ACTIVITY A:
In the Repella article, what record did her squad post at the Bajan Friendship Tour?
ACTIVITY B:
Continue the Repella article from the point where it ends.

EXCERPT TO READ:
== Segment start ==
This summer, Repella worked diligently to better herself in all facets of the game. Playing overseas against some unique competition, she enters the 2008-09 season in tip-top shape as she looks to shoulder the load for the Mountaineers.
“I traveled to Barbados in June with USA International Athletes, and we played four games there against the Barbados National Team,” Repella said. “In addition to that, we also had workouts everyday – weight training and conditioning – and we played open gym three times a week.”
Her experience this summer helped simulate the rigors that she is already going through in fall workouts. But she also got to enjoy success overseas both individually and team-wise, averaging 17 points, 11 rebounds and four steals while leading her squad to a 4-1 record at the Bajan Friendship Tour.
A big part of her game is lifting and building strength, especially for what lies ahead in the BIG EAST Conference. Last year’s learning process on a well-rounded, senior-dominated team gave her the impression that adding muscle is a key component to being successful in conference play.
“It was a great experience to be on a team with so many seniors, so when you went into a game you wouldn’t have to do everything,” Repella said of competing against conference opponents teams. “The BIG EAST is eye-opening, and those are big girls. One thing I learned is if you want to play in the BIG EAST, you have to be strong.”
Winning in the BIG EAST is already an arduous task, and Repella believes the Mountaineers must make a statement by taking care of business in non-conference competition.
“I think we need to go into conference play with a winning record,” Repella said. “The BIG EAST is such a strong conference and we need to get some wins, especially on our home court because playing away with so many young players is going to be tough.”
Repella and the rest of the Mountaineers can rest assure that they will be guided by a tremendous leader in Head Coach Mike Carey. Having garnered a 132-86 record through seven seasons at WVU, Carey has been known to get the best out of his players through hard work and solid preparation.
== Segment end ==
Stored data entries
== Segment start ==
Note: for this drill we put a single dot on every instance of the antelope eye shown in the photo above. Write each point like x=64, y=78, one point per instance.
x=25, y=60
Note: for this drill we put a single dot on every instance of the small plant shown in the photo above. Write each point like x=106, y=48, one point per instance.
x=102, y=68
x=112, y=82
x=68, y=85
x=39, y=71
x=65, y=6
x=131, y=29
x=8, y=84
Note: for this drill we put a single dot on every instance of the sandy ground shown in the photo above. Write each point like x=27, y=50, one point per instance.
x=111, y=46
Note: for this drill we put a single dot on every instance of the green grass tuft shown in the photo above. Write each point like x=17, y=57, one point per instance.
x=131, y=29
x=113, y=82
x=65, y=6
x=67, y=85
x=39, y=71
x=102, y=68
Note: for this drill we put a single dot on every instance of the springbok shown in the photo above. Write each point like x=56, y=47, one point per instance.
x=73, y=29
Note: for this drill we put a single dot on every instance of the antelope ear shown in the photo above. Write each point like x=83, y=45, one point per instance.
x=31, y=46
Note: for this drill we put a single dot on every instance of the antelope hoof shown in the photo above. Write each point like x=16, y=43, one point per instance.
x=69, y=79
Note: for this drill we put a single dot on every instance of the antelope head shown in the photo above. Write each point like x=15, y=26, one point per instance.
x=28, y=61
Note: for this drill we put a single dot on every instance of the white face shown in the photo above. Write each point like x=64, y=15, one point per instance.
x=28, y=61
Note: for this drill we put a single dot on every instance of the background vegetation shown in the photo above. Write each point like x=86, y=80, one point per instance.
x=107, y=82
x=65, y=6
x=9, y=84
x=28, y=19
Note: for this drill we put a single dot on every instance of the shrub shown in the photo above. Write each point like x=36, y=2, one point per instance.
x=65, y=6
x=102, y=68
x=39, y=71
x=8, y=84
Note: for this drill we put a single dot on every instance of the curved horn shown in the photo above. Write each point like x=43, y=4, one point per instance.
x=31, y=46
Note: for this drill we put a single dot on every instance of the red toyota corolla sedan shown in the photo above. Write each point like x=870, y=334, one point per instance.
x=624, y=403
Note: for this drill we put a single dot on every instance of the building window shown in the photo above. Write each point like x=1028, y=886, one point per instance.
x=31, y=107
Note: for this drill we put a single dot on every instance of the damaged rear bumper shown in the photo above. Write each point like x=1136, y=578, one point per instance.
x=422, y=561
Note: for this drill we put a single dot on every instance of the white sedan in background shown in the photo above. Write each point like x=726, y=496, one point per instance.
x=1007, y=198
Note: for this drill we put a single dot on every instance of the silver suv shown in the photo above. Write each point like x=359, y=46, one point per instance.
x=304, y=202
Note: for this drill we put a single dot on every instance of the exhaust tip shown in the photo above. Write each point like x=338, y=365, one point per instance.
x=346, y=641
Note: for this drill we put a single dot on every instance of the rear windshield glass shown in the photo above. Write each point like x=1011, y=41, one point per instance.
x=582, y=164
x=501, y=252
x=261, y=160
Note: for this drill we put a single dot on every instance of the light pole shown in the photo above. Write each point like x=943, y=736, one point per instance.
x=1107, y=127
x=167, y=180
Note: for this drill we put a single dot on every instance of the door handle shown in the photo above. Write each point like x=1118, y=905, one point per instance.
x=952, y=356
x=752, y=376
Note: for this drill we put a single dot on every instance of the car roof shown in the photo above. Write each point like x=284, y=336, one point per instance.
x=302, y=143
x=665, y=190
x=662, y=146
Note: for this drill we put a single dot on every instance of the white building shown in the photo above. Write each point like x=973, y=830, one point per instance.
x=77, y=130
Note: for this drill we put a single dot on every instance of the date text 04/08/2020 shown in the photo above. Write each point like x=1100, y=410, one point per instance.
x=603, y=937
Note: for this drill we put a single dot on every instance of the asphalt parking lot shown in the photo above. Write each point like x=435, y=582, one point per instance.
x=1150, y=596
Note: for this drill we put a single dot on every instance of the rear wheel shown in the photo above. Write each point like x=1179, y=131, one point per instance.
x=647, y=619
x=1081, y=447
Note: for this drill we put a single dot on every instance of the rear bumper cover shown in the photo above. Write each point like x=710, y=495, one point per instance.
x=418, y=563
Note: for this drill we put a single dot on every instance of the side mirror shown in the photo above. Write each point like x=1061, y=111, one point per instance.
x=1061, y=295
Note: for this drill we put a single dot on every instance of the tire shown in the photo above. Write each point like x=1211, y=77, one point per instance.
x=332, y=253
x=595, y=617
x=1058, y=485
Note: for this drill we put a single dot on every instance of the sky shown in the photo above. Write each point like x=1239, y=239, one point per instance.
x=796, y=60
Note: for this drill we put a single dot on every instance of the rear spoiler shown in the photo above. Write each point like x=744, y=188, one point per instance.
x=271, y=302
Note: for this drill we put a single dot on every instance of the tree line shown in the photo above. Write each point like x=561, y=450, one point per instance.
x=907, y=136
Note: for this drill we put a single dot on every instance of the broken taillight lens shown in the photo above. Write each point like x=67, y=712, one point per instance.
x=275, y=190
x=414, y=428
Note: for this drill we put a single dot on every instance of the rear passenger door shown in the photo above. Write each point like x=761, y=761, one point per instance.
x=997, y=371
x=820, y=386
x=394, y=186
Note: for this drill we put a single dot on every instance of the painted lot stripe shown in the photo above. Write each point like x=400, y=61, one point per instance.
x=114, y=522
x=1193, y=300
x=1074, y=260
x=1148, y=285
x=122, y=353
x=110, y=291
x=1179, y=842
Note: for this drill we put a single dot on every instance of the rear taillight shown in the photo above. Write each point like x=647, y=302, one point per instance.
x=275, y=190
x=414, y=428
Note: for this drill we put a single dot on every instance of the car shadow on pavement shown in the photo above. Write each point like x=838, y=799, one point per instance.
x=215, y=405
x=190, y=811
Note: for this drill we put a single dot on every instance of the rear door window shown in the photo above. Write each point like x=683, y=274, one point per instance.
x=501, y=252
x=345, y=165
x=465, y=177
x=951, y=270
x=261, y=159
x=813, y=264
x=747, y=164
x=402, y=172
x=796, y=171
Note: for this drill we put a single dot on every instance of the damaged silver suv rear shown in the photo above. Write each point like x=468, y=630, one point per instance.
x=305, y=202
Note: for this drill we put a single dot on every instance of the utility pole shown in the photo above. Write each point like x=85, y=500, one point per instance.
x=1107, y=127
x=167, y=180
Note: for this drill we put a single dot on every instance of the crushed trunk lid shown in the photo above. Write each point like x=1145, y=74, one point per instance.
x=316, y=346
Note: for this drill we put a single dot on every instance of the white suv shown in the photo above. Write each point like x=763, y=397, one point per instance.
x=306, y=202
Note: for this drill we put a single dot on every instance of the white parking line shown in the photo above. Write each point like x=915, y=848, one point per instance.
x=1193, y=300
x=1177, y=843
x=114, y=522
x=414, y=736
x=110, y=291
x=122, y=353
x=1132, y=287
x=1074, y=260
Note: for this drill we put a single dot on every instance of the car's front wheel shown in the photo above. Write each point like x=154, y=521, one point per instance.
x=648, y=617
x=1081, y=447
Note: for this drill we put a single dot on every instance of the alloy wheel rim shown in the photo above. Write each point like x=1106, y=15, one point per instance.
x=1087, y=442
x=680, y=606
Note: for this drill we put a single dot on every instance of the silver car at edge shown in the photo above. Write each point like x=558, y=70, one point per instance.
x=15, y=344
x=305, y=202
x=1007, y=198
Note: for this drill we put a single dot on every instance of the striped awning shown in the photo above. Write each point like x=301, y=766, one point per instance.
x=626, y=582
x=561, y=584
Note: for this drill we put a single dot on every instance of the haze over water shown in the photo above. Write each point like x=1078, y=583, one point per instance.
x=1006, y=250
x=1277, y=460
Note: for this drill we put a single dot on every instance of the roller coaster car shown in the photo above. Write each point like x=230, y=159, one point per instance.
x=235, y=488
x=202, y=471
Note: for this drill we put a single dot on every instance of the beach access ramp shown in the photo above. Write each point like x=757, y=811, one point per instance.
== Segment end ==
TASK RESULT A:
4-1

TASK RESULT B:
Although she has only played under his tutelage for one season, Repella already knows what it takes to survive in Carey’s system.
“He expects discipline,” Repella said of her fiery coach. “If you are going to play you need to listen to him and you better go hard all the time; there’s no taking breaks.”
The attributes that Carey looks for in his players can be found in Repella’s repertoire. She has offensive and defensive abilities that are hard to find, providing a solid scoring option while showcasing herself as a lock-down defensive stopper.
But the second-year pharmacy major, nicknamed “Rep,” will not associate her improvement last year without mentioning the help she received from her teammates. Playing with teammates such as Meg Bulger and Olayinka Sanni has provided her with the right mentality for the upcoming season.
“Not only were they seniors, but they were great players,” Repella said of last year’s graduates. “They taught me a lot. Hopefully people that were on last season’s team can teach the newcomers what they taught us.”
Fans may also notice a change in this season’s team not only by personnel, but by the style of play. The 2008-09 Mountaineers are devoid of a major inside presence, leading Carey to tweak his offensive and defensive philosophies and create a transitional game by running and pressing more.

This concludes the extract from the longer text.